_TASK TO CARRY OUT_
Print all of the records below word for word, leaving out the pictures.

_ENTRIES PROVIDED_
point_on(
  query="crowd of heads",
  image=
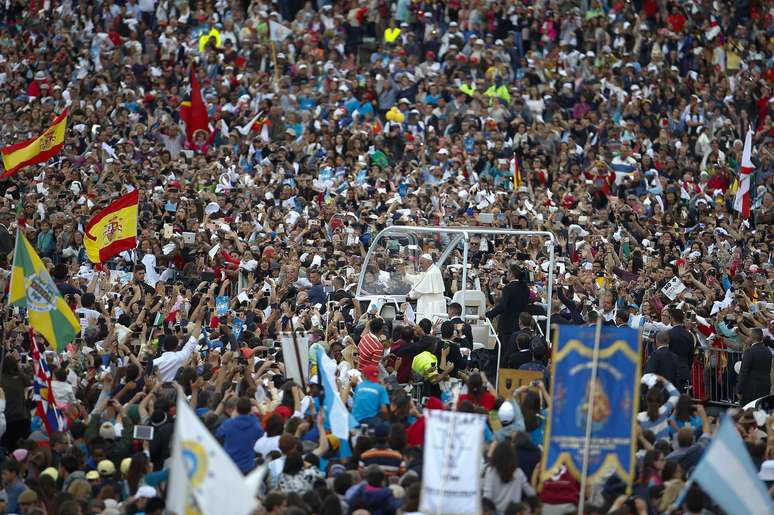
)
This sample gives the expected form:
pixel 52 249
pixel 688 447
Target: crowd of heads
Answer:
pixel 618 127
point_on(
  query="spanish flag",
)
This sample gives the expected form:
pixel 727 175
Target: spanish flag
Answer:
pixel 112 230
pixel 193 111
pixel 36 150
pixel 32 288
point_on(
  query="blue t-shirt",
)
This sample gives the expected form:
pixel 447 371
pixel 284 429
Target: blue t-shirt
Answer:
pixel 369 397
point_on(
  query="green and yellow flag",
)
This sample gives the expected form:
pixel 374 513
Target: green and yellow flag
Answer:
pixel 33 288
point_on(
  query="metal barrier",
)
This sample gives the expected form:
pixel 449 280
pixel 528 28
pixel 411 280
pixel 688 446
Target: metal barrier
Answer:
pixel 713 378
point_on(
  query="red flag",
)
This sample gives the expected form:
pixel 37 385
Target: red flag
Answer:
pixel 742 199
pixel 192 109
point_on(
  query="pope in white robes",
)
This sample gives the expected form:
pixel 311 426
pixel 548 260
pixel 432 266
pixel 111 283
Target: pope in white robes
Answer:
pixel 428 289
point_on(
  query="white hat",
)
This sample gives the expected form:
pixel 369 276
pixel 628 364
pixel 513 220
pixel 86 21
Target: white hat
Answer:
pixel 146 492
pixel 505 413
pixel 767 471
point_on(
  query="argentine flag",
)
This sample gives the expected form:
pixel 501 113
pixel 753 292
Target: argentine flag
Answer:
pixel 337 415
pixel 727 474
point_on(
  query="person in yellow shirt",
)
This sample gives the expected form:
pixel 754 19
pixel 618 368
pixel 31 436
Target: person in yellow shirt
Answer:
pixel 498 90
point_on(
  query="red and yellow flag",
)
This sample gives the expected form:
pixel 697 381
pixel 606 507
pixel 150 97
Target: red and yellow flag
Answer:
pixel 36 150
pixel 192 109
pixel 112 230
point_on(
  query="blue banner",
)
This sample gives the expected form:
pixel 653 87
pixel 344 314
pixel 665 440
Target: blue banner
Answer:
pixel 614 407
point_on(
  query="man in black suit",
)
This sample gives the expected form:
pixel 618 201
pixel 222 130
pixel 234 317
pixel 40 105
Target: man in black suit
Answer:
pixel 662 361
pixel 513 301
pixel 755 371
pixel 464 332
pixel 682 342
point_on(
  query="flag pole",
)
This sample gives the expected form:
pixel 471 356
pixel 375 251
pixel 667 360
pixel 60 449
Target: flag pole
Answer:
pixel 589 415
pixel 449 435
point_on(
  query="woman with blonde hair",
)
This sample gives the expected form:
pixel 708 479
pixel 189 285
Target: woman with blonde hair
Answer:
pixel 80 489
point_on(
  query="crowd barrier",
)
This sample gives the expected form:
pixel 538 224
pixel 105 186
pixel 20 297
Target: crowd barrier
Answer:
pixel 713 379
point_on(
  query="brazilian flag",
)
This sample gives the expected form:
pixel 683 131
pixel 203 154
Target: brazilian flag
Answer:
pixel 33 288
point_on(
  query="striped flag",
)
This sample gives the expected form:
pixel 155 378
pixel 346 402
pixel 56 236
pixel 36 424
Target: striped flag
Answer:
pixel 192 109
pixel 35 150
pixel 742 199
pixel 728 475
pixel 112 230
pixel 516 171
pixel 336 413
pixel 43 395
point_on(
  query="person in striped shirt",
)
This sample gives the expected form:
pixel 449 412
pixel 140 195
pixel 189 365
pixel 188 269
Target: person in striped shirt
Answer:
pixel 656 417
pixel 371 348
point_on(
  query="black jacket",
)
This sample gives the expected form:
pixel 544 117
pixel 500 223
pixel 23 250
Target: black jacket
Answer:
pixel 754 374
pixel 467 333
pixel 682 343
pixel 513 301
pixel 663 362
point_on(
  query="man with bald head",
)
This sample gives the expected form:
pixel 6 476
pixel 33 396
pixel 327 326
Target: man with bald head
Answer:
pixel 755 371
pixel 688 453
pixel 662 361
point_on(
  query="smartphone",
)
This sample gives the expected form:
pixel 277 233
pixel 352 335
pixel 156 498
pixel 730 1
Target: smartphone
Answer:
pixel 486 218
pixel 143 432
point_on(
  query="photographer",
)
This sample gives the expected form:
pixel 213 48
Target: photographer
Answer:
pixel 512 302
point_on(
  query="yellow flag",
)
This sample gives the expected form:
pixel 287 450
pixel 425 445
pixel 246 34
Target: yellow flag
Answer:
pixel 33 288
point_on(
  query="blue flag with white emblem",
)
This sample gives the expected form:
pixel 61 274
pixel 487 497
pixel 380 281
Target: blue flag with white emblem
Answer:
pixel 728 475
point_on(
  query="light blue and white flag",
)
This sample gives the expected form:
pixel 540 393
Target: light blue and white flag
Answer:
pixel 727 474
pixel 336 413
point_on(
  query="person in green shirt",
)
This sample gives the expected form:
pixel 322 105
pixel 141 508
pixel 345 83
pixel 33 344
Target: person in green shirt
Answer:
pixel 498 90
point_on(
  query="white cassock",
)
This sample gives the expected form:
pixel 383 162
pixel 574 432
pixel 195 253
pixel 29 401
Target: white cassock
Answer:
pixel 428 290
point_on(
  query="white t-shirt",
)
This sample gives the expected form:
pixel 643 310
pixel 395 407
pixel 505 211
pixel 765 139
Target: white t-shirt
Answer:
pixel 87 317
pixel 265 444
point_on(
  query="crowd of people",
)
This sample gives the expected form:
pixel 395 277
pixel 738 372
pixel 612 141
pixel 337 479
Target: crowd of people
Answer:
pixel 617 126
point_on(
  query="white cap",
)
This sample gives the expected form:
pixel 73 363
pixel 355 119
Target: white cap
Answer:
pixel 505 413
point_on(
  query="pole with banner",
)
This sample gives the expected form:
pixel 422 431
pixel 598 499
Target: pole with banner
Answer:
pixel 590 414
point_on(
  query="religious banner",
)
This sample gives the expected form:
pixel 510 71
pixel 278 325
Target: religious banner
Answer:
pixel 612 396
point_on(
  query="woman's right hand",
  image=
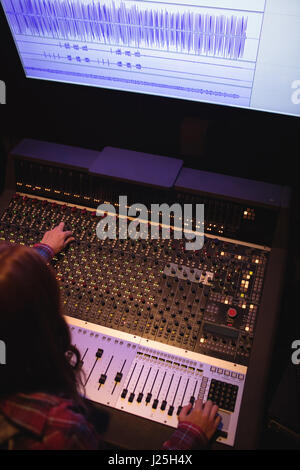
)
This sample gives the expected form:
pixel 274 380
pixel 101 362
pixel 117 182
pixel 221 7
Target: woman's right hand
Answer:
pixel 203 415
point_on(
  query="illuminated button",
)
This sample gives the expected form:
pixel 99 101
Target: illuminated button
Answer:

_SOLUTION BELOW_
point_on(
  query="crowd of heads",
  image=
)
This sample gives the expected form:
pixel 52 249
pixel 688 447
Target: crowd of heads
Answer:
pixel 618 127
point_on(
  query="spanish flag",
)
This sample gives the expected form:
pixel 727 175
Target: spanish flag
Answer:
pixel 112 230
pixel 193 111
pixel 36 150
pixel 32 288
point_on(
  query="blue t-shirt",
)
This sample gives the expected form:
pixel 447 371
pixel 284 429
Target: blue t-shirt
Answer:
pixel 369 397
point_on(
  query="green and yellow flag",
)
This sample gives the expected form:
pixel 374 513
Target: green and yellow flag
Answer:
pixel 33 288
point_on(
  query="metal barrier",
)
This sample gives the expected form:
pixel 449 280
pixel 528 28
pixel 411 280
pixel 688 446
Target: metal barrier
Answer:
pixel 713 378
point_on(
  query="red flag",
)
This sample gives the expected form:
pixel 37 385
Target: red flag
Answer:
pixel 742 199
pixel 192 109
point_on(
  query="pope in white robes",
)
This sample gives the expected form:
pixel 311 426
pixel 548 260
pixel 432 266
pixel 111 283
Target: pope in white robes
Answer:
pixel 428 289
point_on(
  query="white hat",
)
This sample gives the expected form:
pixel 369 276
pixel 628 364
pixel 513 220
pixel 86 21
Target: white hat
Answer:
pixel 146 492
pixel 505 413
pixel 767 471
point_on(
  query="argentine flag",
)
This sample gives the expected form:
pixel 501 113
pixel 753 292
Target: argentine flag
Answer:
pixel 337 415
pixel 727 474
point_on(
  query="person in yellow shirt",
)
This sample gives the expected form:
pixel 754 19
pixel 618 368
pixel 31 436
Target: person in yellow shirt
Answer:
pixel 498 90
point_on(
  query="red and yellow flag",
)
This sample gives the expected form:
pixel 697 381
pixel 606 507
pixel 150 97
Target: red and yellow flag
Answer:
pixel 36 150
pixel 192 109
pixel 112 230
point_on(
  query="blue banner",
)
This sample gives the expected form:
pixel 653 87
pixel 344 314
pixel 665 440
Target: blue banner
Answer:
pixel 614 407
point_on(
  query="man in black suit",
)
This sample gives the expected form:
pixel 618 201
pixel 222 130
pixel 234 317
pixel 40 105
Target: man in black suit
Answer:
pixel 662 361
pixel 513 301
pixel 755 371
pixel 464 332
pixel 682 342
point_on(
  query="flag pole",
)
This sample gives the expected form:
pixel 471 356
pixel 375 251
pixel 667 360
pixel 60 449
Target: flag pole
Answer:
pixel 589 415
pixel 449 435
point_on(
  query="woman with blonde hair",
)
This sample gives the expected form:
pixel 708 479
pixel 189 285
Target: woman with blonde hair
Answer:
pixel 80 489
point_on(
  query="crowd barrier",
)
This sample gives the expected form:
pixel 538 224
pixel 105 186
pixel 20 297
Target: crowd barrier
Answer:
pixel 713 379
point_on(
  query="brazilian flag",
)
This sample gives the expected form:
pixel 683 131
pixel 203 154
Target: brazilian flag
Answer:
pixel 33 288
point_on(
  query="striped flag",
)
This sample gives the expected form:
pixel 155 378
pixel 346 402
pixel 56 236
pixel 36 424
Target: striped flag
Answer:
pixel 192 109
pixel 35 150
pixel 742 199
pixel 728 475
pixel 112 230
pixel 516 171
pixel 336 413
pixel 43 395
point_on(
  query="person in striped shirt",
)
This sample gives the expected form:
pixel 449 412
pixel 140 195
pixel 189 365
pixel 188 269
Target: person in striped shirt
Answer:
pixel 656 417
pixel 371 348
point_on(
  query="black jacket",
)
This sample gives the expected form:
pixel 544 117
pixel 500 223
pixel 23 250
Target: black jacket
Answer:
pixel 754 374
pixel 467 333
pixel 682 343
pixel 513 301
pixel 663 362
point_on(
  query="man with bald head",
)
This sample gives the expected form:
pixel 6 476
pixel 33 396
pixel 327 326
Target: man with bald head
Answer:
pixel 755 371
pixel 688 453
pixel 662 361
point_on(
  query="smartphone",
)
This sample gives the expected form:
pixel 277 233
pixel 352 335
pixel 156 498
pixel 730 1
Target: smartphone
Answer:
pixel 486 218
pixel 143 432
point_on(
  query="photographer",
)
This sample gives the expected form:
pixel 213 48
Target: photographer
Answer:
pixel 512 302
point_on(
  query="yellow flag",
)
This sample gives the expected form:
pixel 287 450
pixel 425 445
pixel 246 34
Target: yellow flag
Answer:
pixel 33 288
point_on(
  query="blue flag with white emblem",
)
This sample gives the expected form:
pixel 61 274
pixel 487 497
pixel 380 281
Target: blue flag with white emblem
Answer:
pixel 728 475
point_on(
  query="light blue and white flag",
)
This sample gives the expected form:
pixel 540 393
Target: light blue and white flag
Answer:
pixel 727 474
pixel 336 413
point_on(
  query="person in green shirt",
)
This sample gives the expected form:
pixel 322 105
pixel 141 508
pixel 345 83
pixel 33 344
Target: person in green shirt
Answer:
pixel 498 90
point_on(
  query="white cassock",
)
This sample gives the expected form:
pixel 383 162
pixel 574 432
pixel 195 253
pixel 29 401
Target: white cassock
Answer:
pixel 428 290
point_on(
  query="white t-shirt",
)
This sample gives the expected form:
pixel 643 310
pixel 395 407
pixel 505 211
pixel 765 139
Target: white t-shirt
Answer:
pixel 87 317
pixel 265 444
point_on(
  query="crowd of people",
)
This sample gives the expected form:
pixel 395 277
pixel 738 372
pixel 612 141
pixel 337 479
Target: crowd of people
Answer:
pixel 617 126
point_on(
  query="white cap",
)
This sample gives the expected form:
pixel 73 363
pixel 355 119
Target: white cap
Answer:
pixel 505 413
point_on(
  query="pole with banner",
)
This sample gives the expected form:
pixel 422 431
pixel 598 499
Target: pole with banner
Answer:
pixel 590 414
point_on(
  query="religious banner",
)
This sample gives the expected form:
pixel 510 71
pixel 278 325
Target: religious banner
Answer:
pixel 612 396
point_on(
  query="woman's right hand",
  image=
)
This sample gives the expected form:
pixel 274 380
pixel 101 362
pixel 117 182
pixel 221 7
Target: woman's right hand
Answer:
pixel 203 415
point_on(
  query="illuminated button",
)
This sample gives the expected form:
pixel 99 101
Target: illuminated button
Answer:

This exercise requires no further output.